CONSIGNES |
1. Pour quelles grandeurs économiques le communiqué sur la croissance suisse donne-t-il au moins un taux chiffré ? Citez-les toutes.
2. Recopiez à l'identique le passage du communiqué qui commence par « En 2017, le » et se termine par « 1% au deuxième. ».

SOURCE |
_ _ _

L'année 2018 devrait se solder par un rebond de la croissance

Communiqué, Institut CREA

3 minutes de lecture

La demande intérieure finale étant restée stable entre les deux semestres, c'est la demande globale qui, en se renforçant de 1,8% à 2,3%, a poussé le PIB helvétique vers le haut. 

En 2017, le PIB réel suisse a progressé de seulement 1%, suite à un premier semestre morose, compensé néanmoins par un deuxième semestre plus solide, présageant d'ailleurs le rebond que l'on devrait observer en 2018. La croissance est en effet passée de 0,5% au premier semestre 2017 à 1,6% au deuxième. La demande intérieure finale étant restée stable entre les deux semestres, c'est la demande globale qui, en se renforçant de 1,8% à 2,3%, a poussé le PIB helvétique vers le haut. Les exportations nettes, sans objets de valeur, y ont également contribué en s'accélérant à 3,5%. En revanche, la consommation privée a suivi le chemin inverse, en passant de 1,4% au premier semestre à seulement 1% au deuxième.

_ _ _

Enregistrements conservés:
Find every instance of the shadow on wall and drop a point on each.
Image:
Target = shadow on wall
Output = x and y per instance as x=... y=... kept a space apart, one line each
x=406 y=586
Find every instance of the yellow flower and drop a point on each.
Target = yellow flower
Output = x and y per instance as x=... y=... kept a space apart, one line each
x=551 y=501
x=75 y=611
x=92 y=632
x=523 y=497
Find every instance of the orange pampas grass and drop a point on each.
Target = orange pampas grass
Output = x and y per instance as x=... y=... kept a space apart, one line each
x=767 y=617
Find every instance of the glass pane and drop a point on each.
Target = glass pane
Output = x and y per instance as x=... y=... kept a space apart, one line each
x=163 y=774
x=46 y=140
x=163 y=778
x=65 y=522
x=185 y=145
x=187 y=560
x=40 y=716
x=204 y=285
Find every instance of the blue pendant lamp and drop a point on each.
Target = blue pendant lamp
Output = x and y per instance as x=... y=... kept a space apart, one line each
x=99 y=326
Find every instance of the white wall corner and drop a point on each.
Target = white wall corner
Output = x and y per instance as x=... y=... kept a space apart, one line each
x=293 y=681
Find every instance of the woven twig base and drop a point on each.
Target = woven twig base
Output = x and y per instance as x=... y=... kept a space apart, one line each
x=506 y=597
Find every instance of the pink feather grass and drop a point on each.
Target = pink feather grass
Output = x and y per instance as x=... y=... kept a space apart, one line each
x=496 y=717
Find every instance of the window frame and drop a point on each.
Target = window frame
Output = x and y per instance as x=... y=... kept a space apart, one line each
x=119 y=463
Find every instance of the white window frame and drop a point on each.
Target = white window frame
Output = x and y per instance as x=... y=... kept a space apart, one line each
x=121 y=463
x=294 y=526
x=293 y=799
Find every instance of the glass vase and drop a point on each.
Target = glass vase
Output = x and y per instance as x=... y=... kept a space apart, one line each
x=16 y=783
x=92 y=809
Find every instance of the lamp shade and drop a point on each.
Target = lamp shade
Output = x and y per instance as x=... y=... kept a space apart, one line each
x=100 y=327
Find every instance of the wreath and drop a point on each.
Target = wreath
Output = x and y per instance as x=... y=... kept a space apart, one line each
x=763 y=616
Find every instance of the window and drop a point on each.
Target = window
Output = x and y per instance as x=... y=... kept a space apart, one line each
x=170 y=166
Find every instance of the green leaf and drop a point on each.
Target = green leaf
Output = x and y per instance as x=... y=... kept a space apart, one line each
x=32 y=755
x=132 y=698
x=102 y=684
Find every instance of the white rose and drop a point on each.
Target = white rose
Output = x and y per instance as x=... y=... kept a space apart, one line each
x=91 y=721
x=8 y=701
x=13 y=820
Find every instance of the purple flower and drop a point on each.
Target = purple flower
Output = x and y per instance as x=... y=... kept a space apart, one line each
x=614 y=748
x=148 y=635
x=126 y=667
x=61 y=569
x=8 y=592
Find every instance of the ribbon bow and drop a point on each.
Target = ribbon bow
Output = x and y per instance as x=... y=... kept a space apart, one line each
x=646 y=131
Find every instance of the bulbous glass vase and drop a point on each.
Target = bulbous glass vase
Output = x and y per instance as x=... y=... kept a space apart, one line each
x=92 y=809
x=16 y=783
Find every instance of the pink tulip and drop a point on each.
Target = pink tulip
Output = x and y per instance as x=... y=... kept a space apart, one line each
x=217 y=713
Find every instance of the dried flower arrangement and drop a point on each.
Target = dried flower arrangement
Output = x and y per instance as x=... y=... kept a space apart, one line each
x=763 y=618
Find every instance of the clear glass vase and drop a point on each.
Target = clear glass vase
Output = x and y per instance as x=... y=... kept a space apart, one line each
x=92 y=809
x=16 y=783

_ _ _

RÉPONSES PAR CONSIGNE |
1.
- le PIB réel suisse
- la demande globale
- les exportations nettes, sans objets de valeur
- la consommation privée

2.
En 2017, le PIB réel suisse a progressé de seulement 1%, suite à un premier semestre morose, compensé néanmoins par un deuxième semestre plus solide, présageant d'ailleurs le rebond que l'on devrait observer en 2018. La croissance est en effet passée de 0,5% au premier semestre 2017 à 1,6% au deuxième. La demande intérieure finale étant restée stable entre les deux semestres, c'est la demande globale qui, en se renforçant de 1,8% à 2,3%, a poussé le PIB helvétique vers le haut. Les exportations nettes, sans objets de valeur, y ont également contribué en s'accélérant à 3,5%. En revanche, la consommation privée a suivi le chemin inverse, en passant de 1,4% au premier semestre à seulement 1% au deuxième.